▶ [Exercise description]: Only the pictures stay out; every record is to be quoted exactly.

▶ [Natural language region descriptions]:
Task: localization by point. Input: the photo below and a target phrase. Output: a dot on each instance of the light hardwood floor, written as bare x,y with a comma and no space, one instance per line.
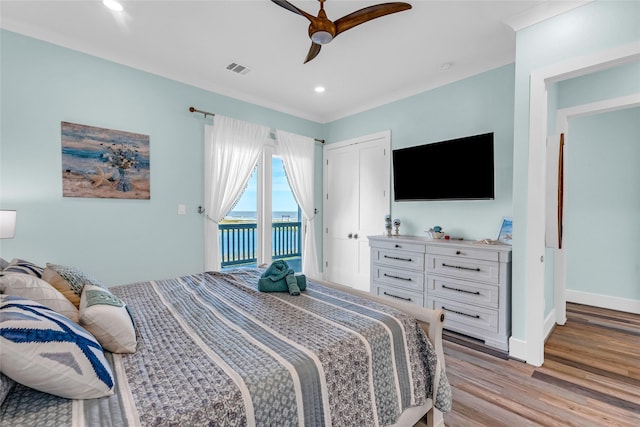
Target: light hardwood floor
590,377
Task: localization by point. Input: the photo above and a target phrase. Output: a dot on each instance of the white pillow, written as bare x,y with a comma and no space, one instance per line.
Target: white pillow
46,351
107,318
35,289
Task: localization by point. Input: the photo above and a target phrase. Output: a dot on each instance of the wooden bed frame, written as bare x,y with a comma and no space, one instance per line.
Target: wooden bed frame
432,323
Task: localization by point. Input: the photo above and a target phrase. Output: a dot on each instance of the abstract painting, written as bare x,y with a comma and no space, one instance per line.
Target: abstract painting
104,163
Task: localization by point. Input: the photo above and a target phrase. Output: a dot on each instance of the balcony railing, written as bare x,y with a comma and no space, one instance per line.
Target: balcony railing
238,242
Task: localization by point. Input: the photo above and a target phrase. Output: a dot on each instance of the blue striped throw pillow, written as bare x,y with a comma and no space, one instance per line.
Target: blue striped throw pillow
46,351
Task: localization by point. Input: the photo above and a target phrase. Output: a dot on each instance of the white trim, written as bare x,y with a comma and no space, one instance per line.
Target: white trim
535,225
604,301
563,115
549,324
517,349
562,126
542,12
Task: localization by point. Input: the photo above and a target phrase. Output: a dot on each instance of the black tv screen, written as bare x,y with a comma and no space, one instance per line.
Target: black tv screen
456,169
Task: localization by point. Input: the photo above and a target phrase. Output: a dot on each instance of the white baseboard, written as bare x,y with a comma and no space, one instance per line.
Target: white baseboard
518,349
549,324
604,301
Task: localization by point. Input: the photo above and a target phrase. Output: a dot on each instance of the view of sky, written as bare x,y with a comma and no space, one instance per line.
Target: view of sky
283,199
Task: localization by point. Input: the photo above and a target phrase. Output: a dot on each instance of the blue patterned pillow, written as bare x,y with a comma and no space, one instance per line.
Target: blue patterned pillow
77,279
21,266
46,351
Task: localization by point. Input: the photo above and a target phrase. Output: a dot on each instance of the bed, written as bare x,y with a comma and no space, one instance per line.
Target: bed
210,349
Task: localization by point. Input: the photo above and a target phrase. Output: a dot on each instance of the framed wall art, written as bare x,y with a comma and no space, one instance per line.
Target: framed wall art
104,163
505,233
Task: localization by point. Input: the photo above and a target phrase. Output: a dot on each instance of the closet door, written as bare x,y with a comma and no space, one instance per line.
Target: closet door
356,198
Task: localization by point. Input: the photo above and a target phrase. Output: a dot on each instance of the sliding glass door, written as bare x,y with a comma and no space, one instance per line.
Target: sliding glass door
264,224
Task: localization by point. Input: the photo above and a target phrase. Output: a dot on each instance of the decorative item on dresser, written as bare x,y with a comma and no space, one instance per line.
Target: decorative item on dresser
470,281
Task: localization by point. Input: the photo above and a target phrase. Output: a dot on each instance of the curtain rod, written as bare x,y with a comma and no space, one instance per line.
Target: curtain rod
206,113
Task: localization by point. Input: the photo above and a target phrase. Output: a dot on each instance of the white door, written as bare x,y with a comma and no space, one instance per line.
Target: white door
356,199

▶ [Task result]:
Task: localization by point. Input: the photo below and a target phrase. Output: a dot on each instance of the light hardwood floor, written as bare x,y with a comma and no space, one instance per line.
Target: light hardwood floor
590,377
Task: localization by point. Input: the photo above and a target phrase. Output: a dot on each instance of the white pillow, written as bare x,y with a comma and no space, one instance per line.
Target: white pillow
46,351
107,318
35,289
Task: localization by point. Input: the photo above and a target phrase. Output: a dot on each instance of the wooden bed frame, written as bare x,y with a comma and no space, one instance per line.
Target: wooden bed frame
432,323
Task: localization by point. Input: the photo above and a target phrase. Output: a dot on each instance of the abstract painting, written as bare x,y with a comma and no space, one instance per line.
Target: abstract painting
104,163
Task: localization by point. Input: the photo above and a target phrase. Output: a dot on each instance of the balcony railing, written as bare x,y with a comma and no space, one instance per line.
Target: balcony railing
238,242
Task: localization by point. Input: the photo above and a target phrase. Output: a dot on each instance of the blue striped throw pillow, written as bare x,y with a comma and no space, one instance per line.
Target: blue striped throw pillow
46,351
Task: localization by point. Input: the photo above and a target phrase. Output: a dot on each instance of the white trim, written as bare x,y with a comma and no space, one instance per line.
Target: white trim
535,225
604,301
563,115
549,324
517,349
562,126
542,12
Task: localization by point. Input: the photo above and a target phrase. Output: a dot on each instance of the black tv screen, written as bare x,y with a comma and no space, one instance per line.
Target: black tv screen
456,169
Task: localization by point. Input: the photo above and a target phrase. Output: a dot on each instance of the white baseboard, written as bare x,y with a comma and no space, one instance per line.
Target: white baseboard
518,349
549,324
604,301
Task: localization by point. Input: the photo above and a target phrase. Output: a dot on each instance of the view of sky, written as bare x,y with a comma and no space, one instance per line.
Target: view of sky
283,199
Task: localization by point. Input: the photo above and a target phrase. Output: a dot on each instance of the blue patterned pillow, written as bare x,y with a comma and no space, one instance per line.
Target: blue patterned pillow
77,279
21,266
46,351
Task: localization by point. Input: the photo above and a target phrase. Output: a dot on each instance of the bed, written as bare x,y with a comma and no space, one instance per line.
Target: bed
210,349
Task: localization by point. Input: the photo above and a target phrase. Output: a dot on each instance of the framed wall art, written as bare x,y with a comma and no space, one instance per line.
Target: framed wall art
104,163
505,233
Task: localization by point. Input: the photo above and a target phrase. Output: a dot on each instance of the closet door, written as bare x,y with a comma and no space, one instance per line.
Target: closet door
356,198
Task: localization by point. Input: the photo above and a target phrase. Output: a dot on each instance of the sliding glass door, written as bare x,y with a comma and no space, one instance per line.
Target: sliding glass door
264,224
Task: localization by point. Input: the photo above and a target phrase. Output: a dot on each instance of the decorative item on dresser, written as bare x,y with a comma and no space, one instance per line.
Target: decorative item on dresser
470,281
Task: localization by point. Input: the photo above and a target phrase. Output: a dot on each instance of the curtain rod, written as bare x,y with a comma and no space, one instance per line.
Target: curtain rod
206,113
Task: localization by point. Input: the photo above and a target phrase. Output: a dot on each instance of the white door, written as bare x,y with a comma and no space, one instance per line.
Target: white door
356,199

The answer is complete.